- GOAL OF THE EXERCISE
Please count the lines in the listing below that contain the string "instance". Reply with the number alone.
---------- MATERIAL FOR THIS EXERCISE
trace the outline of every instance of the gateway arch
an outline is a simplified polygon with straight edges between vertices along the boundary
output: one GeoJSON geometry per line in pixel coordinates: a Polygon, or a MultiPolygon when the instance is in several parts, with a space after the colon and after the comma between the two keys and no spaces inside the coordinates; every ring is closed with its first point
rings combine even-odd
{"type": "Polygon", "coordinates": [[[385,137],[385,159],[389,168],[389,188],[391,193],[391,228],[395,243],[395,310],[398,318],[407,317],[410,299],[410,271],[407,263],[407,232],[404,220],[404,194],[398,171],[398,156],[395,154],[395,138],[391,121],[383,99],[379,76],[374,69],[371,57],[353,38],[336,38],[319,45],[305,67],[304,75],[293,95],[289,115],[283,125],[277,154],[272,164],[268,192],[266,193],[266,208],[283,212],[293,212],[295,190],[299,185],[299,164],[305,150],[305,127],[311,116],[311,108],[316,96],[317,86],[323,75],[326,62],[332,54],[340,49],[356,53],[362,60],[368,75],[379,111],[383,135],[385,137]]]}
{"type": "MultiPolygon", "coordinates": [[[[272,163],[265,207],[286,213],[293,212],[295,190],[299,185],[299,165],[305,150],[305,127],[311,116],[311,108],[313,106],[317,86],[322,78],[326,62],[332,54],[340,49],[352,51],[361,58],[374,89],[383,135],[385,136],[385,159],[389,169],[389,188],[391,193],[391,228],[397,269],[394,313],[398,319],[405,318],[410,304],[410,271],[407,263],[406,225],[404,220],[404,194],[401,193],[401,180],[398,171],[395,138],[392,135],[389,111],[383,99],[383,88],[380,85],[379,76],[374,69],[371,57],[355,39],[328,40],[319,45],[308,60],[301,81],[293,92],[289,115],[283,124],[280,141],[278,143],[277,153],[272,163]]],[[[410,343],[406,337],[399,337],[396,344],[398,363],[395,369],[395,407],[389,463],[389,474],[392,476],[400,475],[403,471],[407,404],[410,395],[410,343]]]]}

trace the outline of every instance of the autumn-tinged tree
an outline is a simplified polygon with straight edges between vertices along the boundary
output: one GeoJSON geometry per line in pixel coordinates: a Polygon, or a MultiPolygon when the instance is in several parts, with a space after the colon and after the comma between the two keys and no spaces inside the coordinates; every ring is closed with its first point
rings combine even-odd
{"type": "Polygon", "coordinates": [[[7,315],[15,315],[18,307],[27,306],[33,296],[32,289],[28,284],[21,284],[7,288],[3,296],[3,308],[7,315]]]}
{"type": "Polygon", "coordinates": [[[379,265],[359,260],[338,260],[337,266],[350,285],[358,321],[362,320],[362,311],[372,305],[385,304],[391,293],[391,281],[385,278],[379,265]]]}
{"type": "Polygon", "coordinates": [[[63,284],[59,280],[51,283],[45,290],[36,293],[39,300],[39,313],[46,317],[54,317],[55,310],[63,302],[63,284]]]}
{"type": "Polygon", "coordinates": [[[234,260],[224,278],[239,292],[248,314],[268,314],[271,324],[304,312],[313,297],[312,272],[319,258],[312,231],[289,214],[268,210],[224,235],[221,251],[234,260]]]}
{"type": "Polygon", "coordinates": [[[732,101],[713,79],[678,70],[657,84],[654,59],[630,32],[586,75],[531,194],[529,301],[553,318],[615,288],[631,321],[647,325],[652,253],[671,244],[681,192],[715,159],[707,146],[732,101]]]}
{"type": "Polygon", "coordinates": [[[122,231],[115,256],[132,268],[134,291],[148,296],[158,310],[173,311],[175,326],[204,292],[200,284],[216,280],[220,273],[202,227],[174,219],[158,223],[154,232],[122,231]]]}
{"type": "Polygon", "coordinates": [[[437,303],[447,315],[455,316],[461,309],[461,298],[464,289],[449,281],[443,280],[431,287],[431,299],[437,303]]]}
--------------------
- SOLUTION TO THE PROBLEM
4